● **Set problem A**
Do these statements agree with the forum thread about mold? Answer yes or no for each, and quote the words from the thread that decide it.
(i) The poster still has pictures of the mold they found.
(ii) Mold also turned up under a spider plant.
(iii) The poster had recently changed the substrate.
● **Set problem B**
Carry on the forum thread about mold, picking up right after its last sentence.

● **Text to read**
# I found white fluffy spots that look like mold



## JaySparks (Jul 20, 2017)

I'm using cococoir and sterilised topsoil. Unfortunately I threw the mold away so no pictures but it looks like this.https://c1.staticflickr.com/3/2763/4312712342_c70f4ce144.jpg. It was a very tiny amount that I must say would be very hard to spot if you didn't know what too look for. Ironically I've found out that the piece of grape wood in my crested geckos enclosure is also molding. I know there could be a chance of cross contamination but I'm always incredibly carefull and I sanitize. I use this hand. sanitizer https://www.bluelizardreptiles.co.uk/reptilecleaning/handwashing/5027407011656

I don't understand how this happened as I recently completely changed the substrate and never had this problem before. I did find mold on the half log that I used which was the reason why I changed the substrate just to be safe. I also sanitized the enclosure with reptile handwipes and spray. I used this spray https://www.amazon.co.uk/d/Reptiles...&qid=1500542010&sr=8-1&keywords=reptile+spray
One reason I can think of why mold grew is because the enclosure has been quite damp and not dried completely and I kept misting it to keep the humidity up.

I have a lot of springtails left over. Should I add them? Also will the white mold be harmful to my tortoise.
http://imgur.com/a/3GbKkv

Oh I also found mold under a spider plant. I bought them from a reptile shop.


----------



## otisthetortoise (Jul 20, 2017)

I'm no expert, but sounds like the enclosure's damp environment is causing the mould to grow.

● **Dataset**
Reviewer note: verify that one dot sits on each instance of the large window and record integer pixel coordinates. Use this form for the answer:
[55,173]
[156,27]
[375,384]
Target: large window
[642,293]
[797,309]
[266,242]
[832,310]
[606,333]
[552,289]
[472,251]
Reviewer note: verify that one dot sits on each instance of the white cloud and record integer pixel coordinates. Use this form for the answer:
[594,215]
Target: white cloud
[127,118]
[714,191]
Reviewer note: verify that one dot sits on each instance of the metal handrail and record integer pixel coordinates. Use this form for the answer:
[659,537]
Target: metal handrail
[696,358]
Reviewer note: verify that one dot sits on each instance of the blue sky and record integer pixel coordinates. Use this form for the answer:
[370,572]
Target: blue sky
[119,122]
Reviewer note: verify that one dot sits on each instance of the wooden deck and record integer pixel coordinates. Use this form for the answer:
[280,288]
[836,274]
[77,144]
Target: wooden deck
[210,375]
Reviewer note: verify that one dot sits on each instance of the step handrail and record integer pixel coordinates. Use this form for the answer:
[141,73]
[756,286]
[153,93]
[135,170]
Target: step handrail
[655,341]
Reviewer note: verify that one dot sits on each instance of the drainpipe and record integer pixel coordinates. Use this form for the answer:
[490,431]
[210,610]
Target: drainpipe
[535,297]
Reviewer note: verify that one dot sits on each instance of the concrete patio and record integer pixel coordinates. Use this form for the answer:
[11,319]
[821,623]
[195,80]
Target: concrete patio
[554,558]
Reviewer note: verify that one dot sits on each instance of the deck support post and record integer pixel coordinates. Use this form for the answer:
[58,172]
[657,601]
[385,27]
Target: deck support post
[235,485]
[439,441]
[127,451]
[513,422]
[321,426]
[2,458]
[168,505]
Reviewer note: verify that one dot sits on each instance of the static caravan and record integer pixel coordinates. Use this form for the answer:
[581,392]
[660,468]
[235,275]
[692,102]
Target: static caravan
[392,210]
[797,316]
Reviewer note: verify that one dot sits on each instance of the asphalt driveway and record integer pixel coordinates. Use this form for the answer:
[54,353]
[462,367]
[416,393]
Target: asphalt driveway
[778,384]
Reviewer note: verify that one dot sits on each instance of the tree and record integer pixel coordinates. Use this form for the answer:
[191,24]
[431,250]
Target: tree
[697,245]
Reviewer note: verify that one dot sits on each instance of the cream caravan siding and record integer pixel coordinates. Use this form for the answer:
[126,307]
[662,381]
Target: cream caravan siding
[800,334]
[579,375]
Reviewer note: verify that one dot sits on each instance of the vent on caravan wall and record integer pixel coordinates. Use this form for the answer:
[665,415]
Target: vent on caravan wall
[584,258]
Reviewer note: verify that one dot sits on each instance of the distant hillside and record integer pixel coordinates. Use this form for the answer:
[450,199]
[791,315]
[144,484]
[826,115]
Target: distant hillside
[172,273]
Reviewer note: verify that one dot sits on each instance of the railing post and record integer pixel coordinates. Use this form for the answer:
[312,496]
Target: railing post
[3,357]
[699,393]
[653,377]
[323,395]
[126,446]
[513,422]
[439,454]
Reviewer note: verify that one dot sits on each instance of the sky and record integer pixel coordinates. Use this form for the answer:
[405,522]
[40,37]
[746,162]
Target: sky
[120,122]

---

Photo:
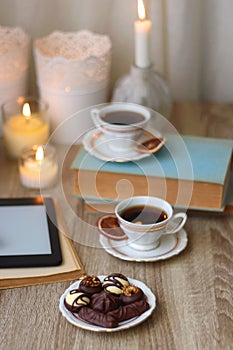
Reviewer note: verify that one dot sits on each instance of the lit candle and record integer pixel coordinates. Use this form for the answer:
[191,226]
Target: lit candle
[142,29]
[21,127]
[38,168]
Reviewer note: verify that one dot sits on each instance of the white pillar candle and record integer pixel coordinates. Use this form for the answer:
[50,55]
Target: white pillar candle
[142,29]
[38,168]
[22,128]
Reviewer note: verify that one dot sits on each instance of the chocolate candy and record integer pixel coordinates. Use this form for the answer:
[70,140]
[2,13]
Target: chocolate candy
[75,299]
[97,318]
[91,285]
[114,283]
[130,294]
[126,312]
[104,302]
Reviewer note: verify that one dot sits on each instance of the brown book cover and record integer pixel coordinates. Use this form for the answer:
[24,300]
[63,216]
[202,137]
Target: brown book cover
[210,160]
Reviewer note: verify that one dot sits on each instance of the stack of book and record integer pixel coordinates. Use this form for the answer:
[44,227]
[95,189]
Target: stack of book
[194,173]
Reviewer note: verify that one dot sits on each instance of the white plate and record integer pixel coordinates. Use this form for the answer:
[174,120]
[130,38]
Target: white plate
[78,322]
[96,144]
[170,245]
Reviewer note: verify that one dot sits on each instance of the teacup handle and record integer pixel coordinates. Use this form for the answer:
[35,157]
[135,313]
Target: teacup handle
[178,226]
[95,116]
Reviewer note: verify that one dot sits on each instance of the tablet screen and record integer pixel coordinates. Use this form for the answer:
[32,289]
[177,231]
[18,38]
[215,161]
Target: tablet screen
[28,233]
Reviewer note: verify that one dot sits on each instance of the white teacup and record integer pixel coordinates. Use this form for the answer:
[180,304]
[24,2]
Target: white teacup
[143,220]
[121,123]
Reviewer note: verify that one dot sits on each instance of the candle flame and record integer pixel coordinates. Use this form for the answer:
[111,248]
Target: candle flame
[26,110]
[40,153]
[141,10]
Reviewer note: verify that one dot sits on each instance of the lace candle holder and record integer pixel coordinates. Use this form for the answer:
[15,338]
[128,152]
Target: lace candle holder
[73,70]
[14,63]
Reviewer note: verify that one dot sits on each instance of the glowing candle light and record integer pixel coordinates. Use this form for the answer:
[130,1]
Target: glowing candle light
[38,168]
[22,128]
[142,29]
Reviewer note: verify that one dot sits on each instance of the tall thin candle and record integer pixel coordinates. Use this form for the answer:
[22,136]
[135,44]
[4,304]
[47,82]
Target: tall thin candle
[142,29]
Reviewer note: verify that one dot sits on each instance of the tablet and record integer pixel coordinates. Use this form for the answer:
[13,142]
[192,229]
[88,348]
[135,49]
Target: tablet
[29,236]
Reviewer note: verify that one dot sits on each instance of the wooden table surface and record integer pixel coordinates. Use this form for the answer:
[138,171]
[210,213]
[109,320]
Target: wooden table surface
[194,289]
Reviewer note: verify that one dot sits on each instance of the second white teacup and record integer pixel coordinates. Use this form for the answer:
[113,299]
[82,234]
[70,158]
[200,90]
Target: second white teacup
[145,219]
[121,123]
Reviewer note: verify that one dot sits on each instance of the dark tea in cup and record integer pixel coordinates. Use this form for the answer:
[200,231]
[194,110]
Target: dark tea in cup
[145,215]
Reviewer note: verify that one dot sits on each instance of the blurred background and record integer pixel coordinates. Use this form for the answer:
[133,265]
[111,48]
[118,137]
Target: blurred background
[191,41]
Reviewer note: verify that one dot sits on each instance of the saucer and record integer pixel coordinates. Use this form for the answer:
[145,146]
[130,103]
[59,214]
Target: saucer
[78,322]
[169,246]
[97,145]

● **Exercise result A**
(i) No: "Unfortunately I threw the mold away so no pictures"
(ii) Yes: "Oh I also found mold under a spider plant."
(iii) Yes: "I recently completely changed the substrate"

● **Exercise result B**
If the places where mould would tend to thrive (undersides not exposed to/less exposed to light) aren't given the opportunity to dry out, then unfortunately, yes, the mould will occur. Where was the mould actually found? The wood, the soil...? I'm assuming you're using a tort table. If so, is your wood sealed, aka, waterproof? As for the spider plant, is it real or artificial? I'll guess real, in which case cease putting too much water/mist on it, and if you do, keep to the roots of the plant. Make sure your light sources are warm enough, and keep any darker, damper areas clean. 
I wouldn't know for geckos as not sure of their enclosure and environment, unfortunately.
I don't know if mould is really that harmful, maybe identify the type of mould and do some research.
I don't think it can be good, especially in the long-term, though.


----------



## Yvonne G (Jul 20, 2017)

It was probably a little bit of let over food. Mold grows on rotting material - food, poop, etc.


----------



## Sterant (Jul 20, 2017)

I see the exact thing from time to time and its always on a small piece of food or waste....I have never seen mold on the coco coir itself.


----------



## JaySparks (Jul 20, 2017)

Yvonne G said:


> It was probably a little bit of let over food. Mold grows on rotting material - food, poop, etc.


I will add the springtails as they love to eat mold.


----------



## JaySparks (Jul 20, 2017)

otisthetortoise said:


> I'm no expert, but sounds like the enclosure's damp environment is causing the mould to grow.
> If the places where mould would tend to thrive (undersides not exposed to/less exposed to light) aren't given the opportunity to dry out, then unfortunately, yes, the mould will occur. Where was the mould actually found? The wood, the soil...? I'm assuming you're using a tort table. If so, is your wood sealed, aka, waterproof? As for the spider plant, is it real or artificial? I'll guess real, in which case cease putting too much water/mist on it, and if you do, keep to the roots of the plant. Make sure your light sources are warm enough, and keep any darker, damper areas clean.
> I wouldn't know for geckos as not sure of their enclosure and environment, unfortunately.
> I don't know if mould is really that harmful, maybe identify the type of mould and do some research.
> I don't think it can be good, especially in the long-term, though.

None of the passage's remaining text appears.